> **Testo del documento**
+---+
Auschwitz è il nome tedesco di Oswiecin, una cittadina situata nel sud della Polonia. Qui, a partire dalla metà del 1940, funzionò il più grande campo di sterminio di quella sofisticata «macchina» tedesca denominata «soluzione finale del problema ebraico». Auschwitz era una vera e propria metropoli della morte, composta da diversi campi - come Birkenau e Monowitz - ed estesa per chilometri. C’erano camere a gas e forni crematori, ma anche baracche dove i prigionieri lavoravano e soffrivano prima di venire avviati alla morte. Gli ebrei arrivavano in treni merci e, fatti scendere sulla cosiddetta «Judenrampe» (la rampa dei giudei) subivano una immediata selezione, che li portava quasi tutti direttamente alle «docce» (così i nazisti chiamavano le camere a gas).
Solo ad Auschwitz sono stati uccisi quasi un milione e mezzo di ebrei.
Con il termine Shoah che cosa si definisce?
Shoah è una parola ebraica che significa «catastrofe», e ha sostituito il termine «olocausto» usato in precedenza per definire lo sterminio nazista, perché con il suo richiamo al sacrificio biblico, esso dava implicitamente un senso a questo evento e alla morte, invece insensata e incomprensibile, di sei milioni di persone. La Shoah è il frutto di un progetto d’eliminazione di massa che non ha precedenti, né paralleli: nel gennaio del 1942 la conferenza di Wansee approva il piano di «soluzione finale» del cosiddetto problema ebraico, che prevede l’estinzione di questo popolo dalla faccia della terra. Lo sterminio degli ebrei non ha una motivazione territoriale, non è determinato da ragioni espansionistiche o da una per quanto deviata strategia politica.
+---+
> **Obiettivi**
• A. Rispondi a queste domande sul testo su Auschwitz e la Shoah:
(i) In quale zona della Polonia si trova Oswiecin?
(ii) Quanti ebrei furono uccisi solo ad Auschwitz?
(iii) In quale mese e anno la conferenza di Wansee approva il piano di «soluzione finale»?
• B. Estrai dal testo su Auschwitz e la Shoah, parola per parola, tutto il passo che va da "Auschwitz è il" fino a "camere a gas).".
I record non servono a nulla per svolgere queste attività.

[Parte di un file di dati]
+---+
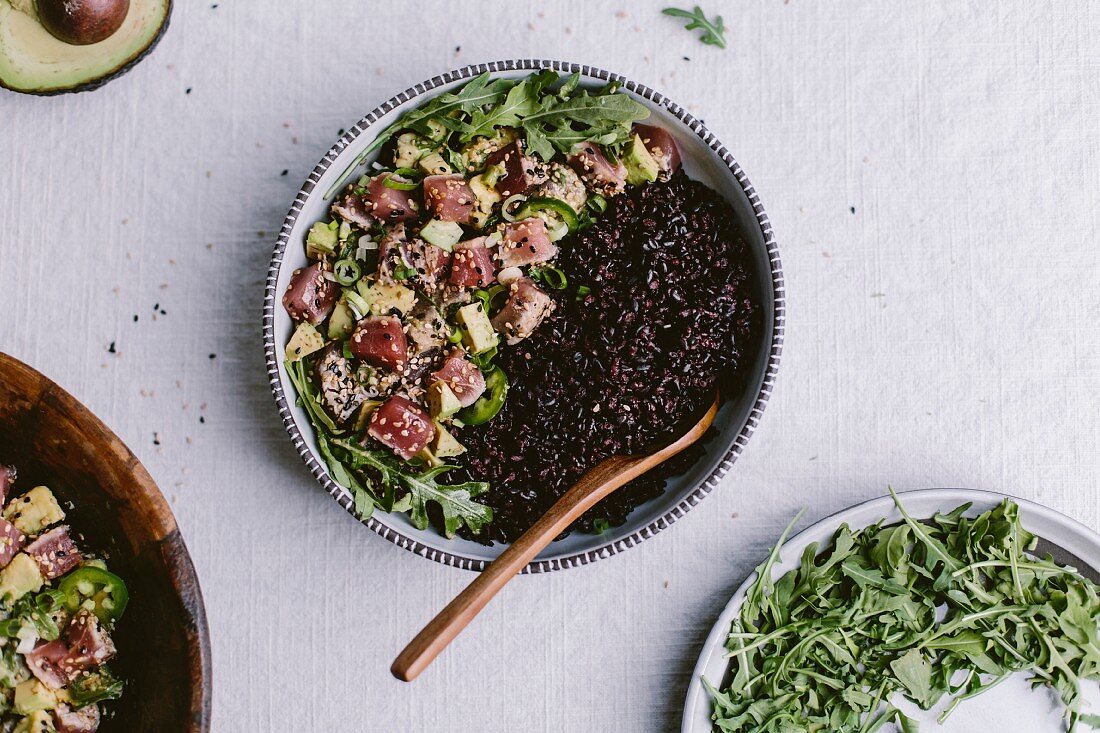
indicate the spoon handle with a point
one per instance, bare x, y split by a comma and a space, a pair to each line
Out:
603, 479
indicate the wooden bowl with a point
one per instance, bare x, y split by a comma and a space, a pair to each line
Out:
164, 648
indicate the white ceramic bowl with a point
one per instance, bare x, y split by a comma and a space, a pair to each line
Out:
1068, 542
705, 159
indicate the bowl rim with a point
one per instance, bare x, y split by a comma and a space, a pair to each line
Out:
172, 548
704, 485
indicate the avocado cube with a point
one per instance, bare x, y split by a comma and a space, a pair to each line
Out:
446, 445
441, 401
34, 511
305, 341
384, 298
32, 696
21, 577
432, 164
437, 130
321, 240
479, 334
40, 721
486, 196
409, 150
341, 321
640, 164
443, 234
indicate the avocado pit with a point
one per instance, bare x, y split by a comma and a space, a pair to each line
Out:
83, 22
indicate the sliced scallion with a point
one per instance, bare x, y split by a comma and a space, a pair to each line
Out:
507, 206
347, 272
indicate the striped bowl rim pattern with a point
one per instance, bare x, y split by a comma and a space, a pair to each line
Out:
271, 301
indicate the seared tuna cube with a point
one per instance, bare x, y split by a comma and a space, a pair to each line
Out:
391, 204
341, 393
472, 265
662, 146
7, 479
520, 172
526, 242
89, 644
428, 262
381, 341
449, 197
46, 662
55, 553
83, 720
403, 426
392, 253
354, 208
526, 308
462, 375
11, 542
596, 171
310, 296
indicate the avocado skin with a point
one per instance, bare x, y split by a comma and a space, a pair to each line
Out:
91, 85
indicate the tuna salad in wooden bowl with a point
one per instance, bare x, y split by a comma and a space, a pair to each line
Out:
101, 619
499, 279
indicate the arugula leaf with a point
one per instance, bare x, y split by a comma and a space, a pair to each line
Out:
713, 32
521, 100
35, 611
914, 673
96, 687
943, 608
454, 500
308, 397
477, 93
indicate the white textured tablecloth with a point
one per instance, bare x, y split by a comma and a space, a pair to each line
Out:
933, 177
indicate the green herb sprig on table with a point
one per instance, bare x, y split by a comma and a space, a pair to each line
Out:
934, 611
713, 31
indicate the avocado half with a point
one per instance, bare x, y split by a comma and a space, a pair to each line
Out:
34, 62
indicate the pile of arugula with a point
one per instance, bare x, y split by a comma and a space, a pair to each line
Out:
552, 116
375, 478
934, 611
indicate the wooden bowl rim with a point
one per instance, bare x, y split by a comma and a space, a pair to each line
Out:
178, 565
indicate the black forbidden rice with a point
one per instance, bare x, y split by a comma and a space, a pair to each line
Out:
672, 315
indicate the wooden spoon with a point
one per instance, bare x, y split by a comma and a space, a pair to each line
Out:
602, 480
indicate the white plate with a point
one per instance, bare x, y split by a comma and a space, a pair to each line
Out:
+---+
> **Soluzioni svolte**
• A.
(i) Nel sud della Polonia.
(ii) Quasi un milione e mezzo.
(iii) Nel gennaio del 1942.

• B.
Auschwitz è il nome tedesco di Oswiecin, una cittadina situata nel sud della Polonia. Qui, a partire dalla metà del 1940, funzionò il più grande campo di sterminio di quella sofisticata «macchina» tedesca denominata «soluzione finale del problema ebraico». Auschwitz era una vera e propria metropoli della morte, composta da diversi campi - come Birkenau e Monowitz - ed estesa per chilometri. C’erano camere a gas e forni crematori, ma anche baracche dove i prigionieri lavoravano e soffrivano prima di venire avviati alla morte. Gli ebrei arrivavano in treni merci e, fatti scendere sulla cosiddetta «Judenrampe» (la rampa dei giudei) subivano una immediata selezione, che li portava quasi tutti direttamente alle «docce» (così i nazisti chiamavano le camere a gas).